- [TASK GOAL]:
Transcribe verbatim every line from the line containing "boulder with a point in the photo above." to the end of the entries, including both endpoints. Output nothing beyond those lines.

[Excerpt from a dataset]
■ ■ ■ ■

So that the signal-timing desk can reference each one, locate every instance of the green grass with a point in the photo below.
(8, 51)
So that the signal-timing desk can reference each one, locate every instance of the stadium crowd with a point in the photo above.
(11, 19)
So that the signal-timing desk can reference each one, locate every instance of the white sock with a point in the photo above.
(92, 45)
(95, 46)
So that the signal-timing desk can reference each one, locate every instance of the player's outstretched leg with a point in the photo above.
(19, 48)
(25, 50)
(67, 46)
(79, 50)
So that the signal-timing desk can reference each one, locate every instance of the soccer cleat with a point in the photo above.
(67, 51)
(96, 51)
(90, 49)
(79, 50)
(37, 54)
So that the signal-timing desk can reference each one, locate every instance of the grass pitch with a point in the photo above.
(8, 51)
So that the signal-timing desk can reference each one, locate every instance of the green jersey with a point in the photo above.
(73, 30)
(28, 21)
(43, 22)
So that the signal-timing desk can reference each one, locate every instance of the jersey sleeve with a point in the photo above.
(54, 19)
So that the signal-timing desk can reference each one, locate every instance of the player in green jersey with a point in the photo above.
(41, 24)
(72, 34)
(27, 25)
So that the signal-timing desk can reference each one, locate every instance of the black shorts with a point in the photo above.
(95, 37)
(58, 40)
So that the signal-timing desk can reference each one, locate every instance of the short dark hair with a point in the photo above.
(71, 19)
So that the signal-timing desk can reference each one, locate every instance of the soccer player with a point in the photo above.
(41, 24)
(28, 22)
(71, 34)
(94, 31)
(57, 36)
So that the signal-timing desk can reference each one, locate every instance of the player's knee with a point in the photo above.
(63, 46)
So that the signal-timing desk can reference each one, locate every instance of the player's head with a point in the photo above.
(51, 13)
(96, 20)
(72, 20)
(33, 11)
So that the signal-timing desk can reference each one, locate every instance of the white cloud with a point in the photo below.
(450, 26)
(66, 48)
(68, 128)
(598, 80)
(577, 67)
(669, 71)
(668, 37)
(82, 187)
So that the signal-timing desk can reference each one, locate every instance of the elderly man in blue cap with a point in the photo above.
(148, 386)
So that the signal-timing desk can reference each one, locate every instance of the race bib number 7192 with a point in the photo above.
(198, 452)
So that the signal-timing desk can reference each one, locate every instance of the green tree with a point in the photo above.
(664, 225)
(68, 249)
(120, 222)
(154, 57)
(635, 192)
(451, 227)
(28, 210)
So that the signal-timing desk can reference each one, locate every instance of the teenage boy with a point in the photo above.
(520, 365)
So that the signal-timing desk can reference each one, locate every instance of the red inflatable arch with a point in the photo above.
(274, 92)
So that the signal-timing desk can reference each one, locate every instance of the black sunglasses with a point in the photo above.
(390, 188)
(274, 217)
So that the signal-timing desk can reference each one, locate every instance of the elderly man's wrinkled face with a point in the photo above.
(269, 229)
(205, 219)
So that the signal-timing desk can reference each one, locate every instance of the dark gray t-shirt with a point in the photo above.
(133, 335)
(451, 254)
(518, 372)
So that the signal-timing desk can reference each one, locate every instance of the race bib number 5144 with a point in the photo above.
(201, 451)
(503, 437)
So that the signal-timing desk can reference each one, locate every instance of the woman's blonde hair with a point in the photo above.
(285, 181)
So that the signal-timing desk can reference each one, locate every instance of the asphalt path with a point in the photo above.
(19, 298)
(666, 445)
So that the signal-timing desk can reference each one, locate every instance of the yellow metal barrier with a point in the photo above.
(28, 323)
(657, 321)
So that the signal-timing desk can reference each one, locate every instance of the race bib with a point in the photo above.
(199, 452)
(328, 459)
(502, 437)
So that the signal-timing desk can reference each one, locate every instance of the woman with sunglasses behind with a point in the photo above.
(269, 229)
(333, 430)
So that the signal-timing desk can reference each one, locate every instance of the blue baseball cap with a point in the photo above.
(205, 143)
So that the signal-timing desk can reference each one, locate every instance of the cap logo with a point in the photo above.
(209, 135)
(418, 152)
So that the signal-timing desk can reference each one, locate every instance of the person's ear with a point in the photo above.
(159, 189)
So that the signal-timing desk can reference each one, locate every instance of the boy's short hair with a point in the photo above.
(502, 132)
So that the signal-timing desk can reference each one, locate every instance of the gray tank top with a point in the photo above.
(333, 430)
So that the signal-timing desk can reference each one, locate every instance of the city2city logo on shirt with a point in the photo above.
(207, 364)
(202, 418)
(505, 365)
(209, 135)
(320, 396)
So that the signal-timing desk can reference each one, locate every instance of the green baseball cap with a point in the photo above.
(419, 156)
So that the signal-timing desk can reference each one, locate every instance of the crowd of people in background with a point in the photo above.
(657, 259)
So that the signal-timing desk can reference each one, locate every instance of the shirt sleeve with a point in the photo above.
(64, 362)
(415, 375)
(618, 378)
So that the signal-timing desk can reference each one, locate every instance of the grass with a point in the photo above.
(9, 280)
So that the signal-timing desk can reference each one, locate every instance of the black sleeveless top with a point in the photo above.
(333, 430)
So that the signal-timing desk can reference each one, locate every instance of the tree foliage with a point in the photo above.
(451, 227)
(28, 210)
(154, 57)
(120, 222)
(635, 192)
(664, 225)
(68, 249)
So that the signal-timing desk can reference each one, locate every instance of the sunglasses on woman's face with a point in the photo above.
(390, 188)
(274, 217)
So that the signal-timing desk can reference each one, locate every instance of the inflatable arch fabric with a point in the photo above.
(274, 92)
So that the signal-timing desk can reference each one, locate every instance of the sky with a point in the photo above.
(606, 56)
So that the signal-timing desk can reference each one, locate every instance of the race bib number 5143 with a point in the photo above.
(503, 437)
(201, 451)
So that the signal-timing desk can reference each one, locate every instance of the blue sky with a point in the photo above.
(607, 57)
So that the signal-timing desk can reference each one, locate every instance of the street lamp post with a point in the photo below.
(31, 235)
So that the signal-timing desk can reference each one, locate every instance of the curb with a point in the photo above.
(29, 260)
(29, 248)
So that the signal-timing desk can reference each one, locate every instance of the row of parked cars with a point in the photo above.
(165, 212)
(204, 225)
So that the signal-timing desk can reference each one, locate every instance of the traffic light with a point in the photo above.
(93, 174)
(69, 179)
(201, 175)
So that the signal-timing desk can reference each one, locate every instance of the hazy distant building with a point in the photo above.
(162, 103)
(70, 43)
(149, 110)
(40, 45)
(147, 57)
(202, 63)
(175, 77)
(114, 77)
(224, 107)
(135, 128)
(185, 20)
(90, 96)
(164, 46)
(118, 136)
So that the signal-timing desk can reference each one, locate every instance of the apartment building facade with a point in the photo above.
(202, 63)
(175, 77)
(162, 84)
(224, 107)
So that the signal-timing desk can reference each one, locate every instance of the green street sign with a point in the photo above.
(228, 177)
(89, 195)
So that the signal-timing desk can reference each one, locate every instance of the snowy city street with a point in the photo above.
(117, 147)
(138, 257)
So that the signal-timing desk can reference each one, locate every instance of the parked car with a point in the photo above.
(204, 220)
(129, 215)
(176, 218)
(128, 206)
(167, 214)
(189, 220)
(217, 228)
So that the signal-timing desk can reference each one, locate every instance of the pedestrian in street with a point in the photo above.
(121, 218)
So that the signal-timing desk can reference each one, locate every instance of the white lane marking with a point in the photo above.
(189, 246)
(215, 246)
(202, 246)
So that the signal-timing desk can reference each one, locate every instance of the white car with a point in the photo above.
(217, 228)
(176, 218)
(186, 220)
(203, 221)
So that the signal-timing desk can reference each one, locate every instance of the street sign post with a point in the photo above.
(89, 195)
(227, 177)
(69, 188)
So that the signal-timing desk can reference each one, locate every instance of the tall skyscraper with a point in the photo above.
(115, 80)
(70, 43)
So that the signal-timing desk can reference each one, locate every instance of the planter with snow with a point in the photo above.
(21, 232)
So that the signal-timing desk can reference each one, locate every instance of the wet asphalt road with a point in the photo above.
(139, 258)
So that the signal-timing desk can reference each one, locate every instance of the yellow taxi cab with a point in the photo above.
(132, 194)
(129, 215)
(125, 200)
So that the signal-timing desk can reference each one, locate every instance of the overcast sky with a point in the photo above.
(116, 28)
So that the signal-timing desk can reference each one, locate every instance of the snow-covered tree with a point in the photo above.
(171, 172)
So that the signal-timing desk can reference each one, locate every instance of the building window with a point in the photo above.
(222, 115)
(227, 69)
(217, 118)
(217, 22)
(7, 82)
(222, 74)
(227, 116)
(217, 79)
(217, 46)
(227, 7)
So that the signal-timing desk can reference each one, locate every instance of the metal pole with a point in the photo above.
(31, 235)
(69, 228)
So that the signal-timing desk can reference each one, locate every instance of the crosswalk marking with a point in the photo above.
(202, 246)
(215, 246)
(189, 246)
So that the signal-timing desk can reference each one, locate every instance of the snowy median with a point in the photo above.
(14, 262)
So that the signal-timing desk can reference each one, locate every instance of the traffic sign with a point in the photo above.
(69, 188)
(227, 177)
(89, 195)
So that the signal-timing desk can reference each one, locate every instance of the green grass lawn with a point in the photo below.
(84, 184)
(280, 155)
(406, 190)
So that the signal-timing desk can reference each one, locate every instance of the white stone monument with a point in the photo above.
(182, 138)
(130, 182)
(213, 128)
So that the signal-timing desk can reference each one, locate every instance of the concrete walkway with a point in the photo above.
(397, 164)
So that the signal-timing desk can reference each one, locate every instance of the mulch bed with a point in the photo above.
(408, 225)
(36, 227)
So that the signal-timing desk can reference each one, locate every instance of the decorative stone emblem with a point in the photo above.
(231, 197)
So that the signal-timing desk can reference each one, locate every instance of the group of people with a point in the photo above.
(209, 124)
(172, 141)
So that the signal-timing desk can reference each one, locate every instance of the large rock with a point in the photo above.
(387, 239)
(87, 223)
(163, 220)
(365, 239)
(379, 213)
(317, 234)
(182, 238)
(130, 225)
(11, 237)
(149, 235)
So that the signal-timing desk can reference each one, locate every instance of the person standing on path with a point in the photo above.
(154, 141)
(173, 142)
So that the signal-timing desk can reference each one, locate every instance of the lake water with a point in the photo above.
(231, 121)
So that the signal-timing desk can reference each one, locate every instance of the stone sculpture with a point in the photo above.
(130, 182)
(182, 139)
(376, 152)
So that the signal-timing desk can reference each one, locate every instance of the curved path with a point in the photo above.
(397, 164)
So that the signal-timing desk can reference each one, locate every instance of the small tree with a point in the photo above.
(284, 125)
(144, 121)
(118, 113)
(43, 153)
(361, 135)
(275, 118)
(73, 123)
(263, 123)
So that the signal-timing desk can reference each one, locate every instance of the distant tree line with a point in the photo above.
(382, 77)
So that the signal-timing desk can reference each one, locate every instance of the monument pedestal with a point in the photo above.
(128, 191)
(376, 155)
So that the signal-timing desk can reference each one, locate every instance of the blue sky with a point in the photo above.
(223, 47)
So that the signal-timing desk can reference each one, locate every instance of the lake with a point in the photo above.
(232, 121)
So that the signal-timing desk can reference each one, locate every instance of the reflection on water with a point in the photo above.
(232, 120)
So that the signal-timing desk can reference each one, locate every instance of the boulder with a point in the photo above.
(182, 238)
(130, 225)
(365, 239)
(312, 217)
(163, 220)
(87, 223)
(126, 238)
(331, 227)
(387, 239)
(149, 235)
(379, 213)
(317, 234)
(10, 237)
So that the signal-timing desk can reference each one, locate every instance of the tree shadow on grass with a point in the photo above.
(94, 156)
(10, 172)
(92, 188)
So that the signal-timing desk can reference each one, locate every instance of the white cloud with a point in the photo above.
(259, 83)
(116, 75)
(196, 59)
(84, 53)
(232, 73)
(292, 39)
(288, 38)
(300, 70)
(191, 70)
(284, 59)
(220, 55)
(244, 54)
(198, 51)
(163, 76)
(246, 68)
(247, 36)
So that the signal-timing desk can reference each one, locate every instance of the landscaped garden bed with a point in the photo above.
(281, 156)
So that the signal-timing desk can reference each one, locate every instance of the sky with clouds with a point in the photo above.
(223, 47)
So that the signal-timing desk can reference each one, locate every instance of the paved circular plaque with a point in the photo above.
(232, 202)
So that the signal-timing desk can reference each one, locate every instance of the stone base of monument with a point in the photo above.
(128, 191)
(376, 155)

■ ■ ■ ■

- [WRITTEN SOLUTION]:
So that the signal-timing desk can reference each one, locate every instance of the boulder with a point in the photo above.
(182, 238)
(130, 225)
(365, 239)
(312, 217)
(163, 220)
(87, 223)
(126, 238)
(331, 227)
(387, 239)
(149, 235)
(379, 213)
(317, 234)
(10, 237)
So that the signal-timing desk can reference each one, locate every instance of the tree shadow on grass with a point in the photo above.
(94, 156)
(10, 172)
(92, 188)
So that the signal-timing desk can reference each one, locate every instance of the white cloud with a point in the photo above.
(259, 83)
(116, 75)
(196, 59)
(84, 53)
(232, 73)
(292, 39)
(288, 38)
(300, 70)
(191, 70)
(284, 59)
(220, 55)
(244, 54)
(198, 51)
(163, 76)
(246, 68)
(247, 36)
So that the signal-timing desk can reference each one, locate every instance of the landscaped garden bed with a point in the photo above.
(281, 156)
So that the signal-timing desk can reference each one, locate every instance of the sky with clouds with a point in the photo above.
(223, 47)
So that the signal-timing desk can reference each one, locate every instance of the paved circular plaque with a point in the photo above.
(232, 202)
So that the signal-timing desk can reference each one, locate every instance of the stone base of monument with a point in the photo above.
(128, 191)
(376, 155)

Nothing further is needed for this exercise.